[SELECTED TEXT Boundary: Start]
20 thoughts on “The 4th of July 2019

  1. A Very Happy 4th of July from one of your English cousins 🙂 The family legend here in England is that Marks and Polly Hyamovitch thought they had landed in America when they disembarked but I think this is a common legend (joke!) in a lot of Jewish families. I think our family legend persisted because it could suggest that Marks and Polly intended to eventually migrate to America (especially as Polly also had a brother that made it to America) but didn’t have enough money to do it in one trip, then they settled, children arrived . . . . although apparently according to an 89 year old Aunt, Marks did visit America in the 1920s and decided he preferred England – we will never know . . .

    1. well hello to my longest cousin – which and who are you? Have we corresponded? I loved reading your reply – thank you so much for giving us a glimpse into what you have heard or know. I had no idea Marks had made a trip here in the 20’s. I thought only Freda had come in the 50’s. Thats is so interesting. If we haven’t been in touch I would love to hear from you at nwpaintedlady@yahoo.com Sharon 🙂

  2. Hi it’s me again Sharon.
[SELECTED TEXT Boundary: End]
PARTS OF THE EXERCISE –
1. Reproduce word for word the part of the comment thread that opens with the words containing "1. well hello" and closes with "me again Sharon.".
2. Answer these questions using the comment thread.
(a) According to the 89-year-old aunt, in which decade did Marks visit America?
(b) Who did Sharon think was the only one to have come to America, and in which decade?
(c) What email address does Sharon give?
3. Continue the comment thread, picking up after its final line.
The items below come from a separate source and are unrelated to the comment thread.
[SUPPLIED DATA Boundary: Start]
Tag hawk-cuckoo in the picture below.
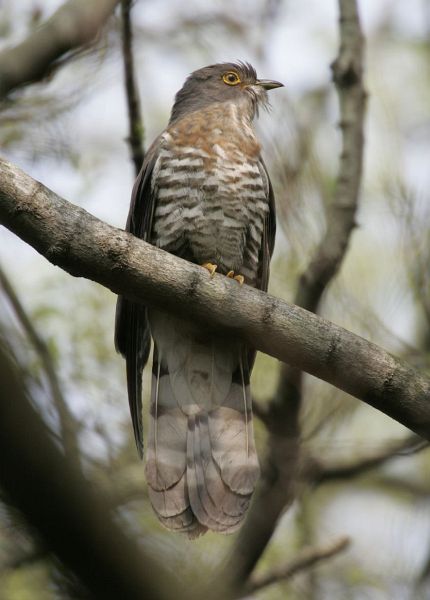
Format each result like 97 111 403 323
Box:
115 63 282 537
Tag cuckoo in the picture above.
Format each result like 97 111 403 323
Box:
115 63 282 537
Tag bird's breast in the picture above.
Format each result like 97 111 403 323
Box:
151 108 268 279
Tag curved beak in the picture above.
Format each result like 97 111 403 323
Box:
256 79 284 90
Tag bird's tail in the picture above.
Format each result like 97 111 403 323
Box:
146 312 259 537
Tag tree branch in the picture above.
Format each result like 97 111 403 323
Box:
306 434 428 486
0 158 430 439
245 537 351 595
0 0 119 99
235 0 365 581
121 0 145 176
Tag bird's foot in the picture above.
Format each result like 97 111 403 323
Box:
[SUPPLIED DATA Boundary: End]
OUTPUTS FOR THE TASKS –
1.
1. well hello to my longest cousin – which and who are you? Have we corresponded? I loved reading your reply – thank you so much for giving us a glimpse into what you have heard or know. I had no idea Marks had made a trip here in the 20’s. I thought only Freda had come in the 50’s. Thats is so interesting. If we haven’t been in touch I would love to hear from you at nwpaintedlady@yahoo.com Sharon 🙂

  2. Hi it’s me again Sharon.

2.
(a) The 1920s.
(b) Freda, in the '50s.
(c) nwpaintedlady@yahoo.com

3.
    Have just read the branch of our family tree. Yes it is true that Marks did visit his brother Samuel, but didn’t like America for some reason, so came back to London. Who will ever know if that is true or not. We know that Polly had a sister and a mother that went to America and she never saw them again. How true who knows. If only we had asked more questions when they were alive. Have been reading “Finding Home” in the Footsteps of the Jewish Fusgeyers. Brilliant and still wonder if our family were part of them. ??????? Just wonder how they arrived here or America.

    Hopefully you will meet the lovely Arline and her hubby very soon. Meeting Brian on Saturday in London. He is related to Polly’s side of the family. Will be taking more photos.

    Take care love and hugs xxxx

    1. Always delighted to hear from you whether on the blog or through email. Again, so surprised to learn Marks came here. How did I miss that but thrilled it is known now. I have read Finding Home too – have copy, I scoured it to see if any mention of family. I would love to know too and am so curious to know ho they got here or there. As excited to meet Arline as you with your up coming visit with Brian. Hugs

  3. Happy 4th, Sharon! I have lots of complaints about the current state of our country, but that doesn’t take away from the fact that I am so grateful that my ancestors had the courage to come here to seek a better life.

    I also have a family line where one brother came here, the other to England. When we were in England in May, I met the English side. I hope you enjoy meeting all your cousins in England and in the US!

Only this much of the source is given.